** KUTIPAN DOKUMEN **
☆ ☆ ☆ ☆
Kampanye Komunitas Melawan Neokolonialisme-Imperialisme
Sejarah
gelap penindasan struktural melalui penjajahan di dunia pada
prinsipnya adalah bagian dari sejarah dominasi dan eksploitasi manusia
atas manusia (l’exploitation de l’homme par l’homme). Sejarah itu tidak
kunjung berhenti, belum juga menemukan titik terangnya hingga saat ini.
Di berbagai penjuru dunia, masih banyak jerit derita dari kaum
tertindas—mulai dari kaum tani, kaum buruh, nelayan dan miskin kota.
Penderitaan ini jauh melampaui batas negara, lintas agama, lintas suku
bangsa, ras, dan batas geografis. Perang, ketidaksetaraan, kelaparan,
rendahnya pendidikan, pengangguran, degradasi lingkungan dan kemiskinan
adalah bukti nyata penjajahan yang terjadi di hampir seluruh penjuru
dunia dari mulai Asia, Amerika Latin hingga Afrika.
Penjajahan
atau imperialisme inilah yang terus bertransformasi. Ia berubah-ubah,
menyesuaikan diri: dari imperialisme kecil ke imperialisme raksasa,
dari imperialisme jaman dulu ke imperialisme jaman sekarang, dari
imperialisme kuno menjadi imperialisme modern. Imperialisme ini
dilahirkan dari rahim kapitalisme, dan imperialisme modern jelas lahir
dari rahim kapitalisme modern. Jika dulu kapitalisme kuno hanya
berpraktek dengan mode produksi yang menindas hanya dalam skala kecil,
maka kapitalisme modern saat ini berpraktek dengan mode produksi yang
sangat mengerikan. Lihatlah betapa masifnya jutaan hektar tanah yang
dikuasai untuk perkebunan, betapa banyak dan raksasanya pabrik-pabrik
dengan asap mengepul di udara milik investor, lihatlah gedung-gedung
pelayan jasa perbankan, asuransi, telekomunikasi yang mencakar langit.
Penjajahan gaya baru inilah disebabkan kebijakan dan praktek
neoliberalisme, yang oleh Soekarno dinyatakan sebagai
neokolonialisme-imperialisme (nekolim).
☆ ☆ ☆ ☆
** SOAL TUGAS A **
Dalam kutipan dokumen, apa sebutan Soekarno untuk kebijakan dan praktik neoliberalisme?
** SOAL TUGAS B **
Sajikan ulang entri, mulai dari baris yang memuat "Keypoint placement: for each instance of the basket rim, put" sampai baris yang memuat "(306, 1058)", sebagai tabel Markdown dengan kolom Nomor dan Isi. Lewati baris yang kosong.
Kutipan dokumen di atas tidak berhubungan dengan entri mana pun.

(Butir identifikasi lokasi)
☆ ☆ ☆ ☆
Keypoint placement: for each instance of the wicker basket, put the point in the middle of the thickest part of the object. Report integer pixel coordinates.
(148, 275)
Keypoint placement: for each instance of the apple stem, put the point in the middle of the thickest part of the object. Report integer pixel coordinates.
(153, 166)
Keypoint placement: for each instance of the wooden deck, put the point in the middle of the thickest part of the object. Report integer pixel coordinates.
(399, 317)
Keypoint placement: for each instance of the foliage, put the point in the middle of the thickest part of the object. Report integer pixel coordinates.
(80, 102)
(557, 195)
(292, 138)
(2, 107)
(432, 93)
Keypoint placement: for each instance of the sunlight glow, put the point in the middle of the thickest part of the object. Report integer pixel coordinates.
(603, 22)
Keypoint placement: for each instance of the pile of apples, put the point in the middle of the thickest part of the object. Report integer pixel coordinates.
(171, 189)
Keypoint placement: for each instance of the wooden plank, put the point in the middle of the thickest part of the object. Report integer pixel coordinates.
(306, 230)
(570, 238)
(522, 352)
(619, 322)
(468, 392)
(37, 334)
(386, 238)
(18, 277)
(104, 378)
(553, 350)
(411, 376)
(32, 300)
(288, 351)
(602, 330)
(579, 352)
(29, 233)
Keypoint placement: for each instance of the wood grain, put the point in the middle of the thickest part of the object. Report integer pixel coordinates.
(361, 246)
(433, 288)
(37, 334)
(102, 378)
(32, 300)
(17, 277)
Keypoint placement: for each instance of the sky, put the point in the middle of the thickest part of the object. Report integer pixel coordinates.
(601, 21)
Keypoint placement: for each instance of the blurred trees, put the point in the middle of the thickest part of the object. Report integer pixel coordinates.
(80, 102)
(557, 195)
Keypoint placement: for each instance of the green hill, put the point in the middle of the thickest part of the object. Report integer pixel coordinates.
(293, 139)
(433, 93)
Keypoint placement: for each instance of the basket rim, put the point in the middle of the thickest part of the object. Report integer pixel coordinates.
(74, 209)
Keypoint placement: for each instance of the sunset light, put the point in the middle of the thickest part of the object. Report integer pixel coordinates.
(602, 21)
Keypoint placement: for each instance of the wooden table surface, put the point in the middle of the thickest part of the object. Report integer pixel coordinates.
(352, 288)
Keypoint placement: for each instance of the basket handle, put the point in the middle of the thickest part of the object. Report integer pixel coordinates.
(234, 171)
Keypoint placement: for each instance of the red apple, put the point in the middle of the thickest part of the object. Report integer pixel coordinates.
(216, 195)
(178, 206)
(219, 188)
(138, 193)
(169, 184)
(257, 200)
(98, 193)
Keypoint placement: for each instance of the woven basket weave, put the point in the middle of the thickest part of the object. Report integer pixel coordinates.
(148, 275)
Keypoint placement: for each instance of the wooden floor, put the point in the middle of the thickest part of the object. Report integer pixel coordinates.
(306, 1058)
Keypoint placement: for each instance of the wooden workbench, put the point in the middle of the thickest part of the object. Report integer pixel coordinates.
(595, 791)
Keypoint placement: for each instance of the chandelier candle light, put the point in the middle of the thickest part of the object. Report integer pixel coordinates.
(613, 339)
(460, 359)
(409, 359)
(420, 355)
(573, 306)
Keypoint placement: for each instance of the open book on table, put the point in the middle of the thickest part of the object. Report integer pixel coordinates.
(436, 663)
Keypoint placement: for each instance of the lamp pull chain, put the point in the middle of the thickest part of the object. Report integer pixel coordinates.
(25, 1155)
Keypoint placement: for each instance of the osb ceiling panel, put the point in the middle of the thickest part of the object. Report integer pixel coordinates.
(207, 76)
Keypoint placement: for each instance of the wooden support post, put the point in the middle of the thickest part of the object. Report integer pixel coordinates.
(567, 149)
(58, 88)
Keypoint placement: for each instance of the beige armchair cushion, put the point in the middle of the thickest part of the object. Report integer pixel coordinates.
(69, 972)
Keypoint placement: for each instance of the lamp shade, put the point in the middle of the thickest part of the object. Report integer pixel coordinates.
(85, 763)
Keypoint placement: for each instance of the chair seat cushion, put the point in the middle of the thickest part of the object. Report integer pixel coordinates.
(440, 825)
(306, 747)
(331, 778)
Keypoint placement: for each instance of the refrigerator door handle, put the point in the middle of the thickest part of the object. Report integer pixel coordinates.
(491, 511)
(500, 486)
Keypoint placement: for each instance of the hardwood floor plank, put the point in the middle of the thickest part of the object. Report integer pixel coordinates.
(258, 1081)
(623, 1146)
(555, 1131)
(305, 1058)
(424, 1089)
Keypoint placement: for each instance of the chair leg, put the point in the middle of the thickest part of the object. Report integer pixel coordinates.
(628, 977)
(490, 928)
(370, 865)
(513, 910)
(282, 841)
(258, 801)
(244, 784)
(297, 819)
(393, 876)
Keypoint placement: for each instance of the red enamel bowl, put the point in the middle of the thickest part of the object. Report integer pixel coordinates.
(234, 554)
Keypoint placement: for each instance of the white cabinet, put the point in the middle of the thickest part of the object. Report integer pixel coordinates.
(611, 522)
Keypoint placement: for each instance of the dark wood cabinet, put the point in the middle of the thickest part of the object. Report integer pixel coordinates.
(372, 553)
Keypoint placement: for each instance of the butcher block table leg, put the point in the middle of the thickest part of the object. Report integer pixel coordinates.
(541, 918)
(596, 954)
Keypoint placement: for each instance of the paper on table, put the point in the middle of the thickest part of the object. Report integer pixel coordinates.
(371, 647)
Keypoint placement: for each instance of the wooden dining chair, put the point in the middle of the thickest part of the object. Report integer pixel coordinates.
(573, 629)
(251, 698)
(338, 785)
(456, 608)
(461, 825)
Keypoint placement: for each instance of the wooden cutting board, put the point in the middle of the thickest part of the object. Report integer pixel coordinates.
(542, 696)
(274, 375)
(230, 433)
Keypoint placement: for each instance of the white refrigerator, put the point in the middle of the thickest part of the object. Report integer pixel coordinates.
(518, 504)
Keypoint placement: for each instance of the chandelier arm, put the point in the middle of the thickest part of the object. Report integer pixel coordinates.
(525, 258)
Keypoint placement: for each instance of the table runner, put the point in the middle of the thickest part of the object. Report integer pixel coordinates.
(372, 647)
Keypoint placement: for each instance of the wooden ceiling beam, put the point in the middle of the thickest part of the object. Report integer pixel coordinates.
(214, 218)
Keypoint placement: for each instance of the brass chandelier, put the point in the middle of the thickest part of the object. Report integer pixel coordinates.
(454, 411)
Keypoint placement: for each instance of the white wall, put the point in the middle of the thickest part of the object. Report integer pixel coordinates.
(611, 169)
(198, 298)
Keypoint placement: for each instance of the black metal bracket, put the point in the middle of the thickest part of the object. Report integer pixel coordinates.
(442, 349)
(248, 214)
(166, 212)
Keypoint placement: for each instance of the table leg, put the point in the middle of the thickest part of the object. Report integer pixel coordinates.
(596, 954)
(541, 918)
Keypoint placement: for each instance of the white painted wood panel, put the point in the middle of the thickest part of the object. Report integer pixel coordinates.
☆ ☆ ☆ ☆
** HASIL A **
Neokolonialisme-imperialisme (nekolim).

** HASIL B **
| Nomor | Isi |
|---|---|
| 1 | Keypoint placement: for each instance of the basket rim, put the point in the middle of the thickest part of the object. Report integer pixel coordinates. |
| 2 | (74, 209) |
| 3 | Keypoint placement: for each instance of the sunset light, put the point in the middle of the thickest part of the object. Report integer pixel coordinates. |
| 4 | (602, 21) |
| 5 | Keypoint placement: for each instance of the wooden table surface, put the point in the middle of the thickest part of the object. Report integer pixel coordinates. |
| 6 | (352, 288) |
| 7 | Keypoint placement: for each instance of the basket handle, put the point in the middle of the thickest part of the object. Report integer pixel coordinates. |
| 8 | (234, 171) |
| 9 | Keypoint placement: for each instance of the red apple, put the point in the middle of the thickest part of the object. Report integer pixel coordinates. |
| 10 | (216, 195) |
| 11 | (178, 206) |
| 12 | (219, 188) |
| 13 | (138, 193) |
| 14 | (169, 184) |
| 15 | (257, 200) |
| 16 | (98, 193) |
| 17 | Keypoint placement: for each instance of the woven basket weave, put the point in the middle of the thickest part of the object. Report integer pixel coordinates. |
| 18 | (148, 275) |
| 19 | Keypoint placement: for each instance of the wooden floor, put the point in the middle of the thickest part of the object. Report integer pixel coordinates. |
| 20 | (306, 1058) |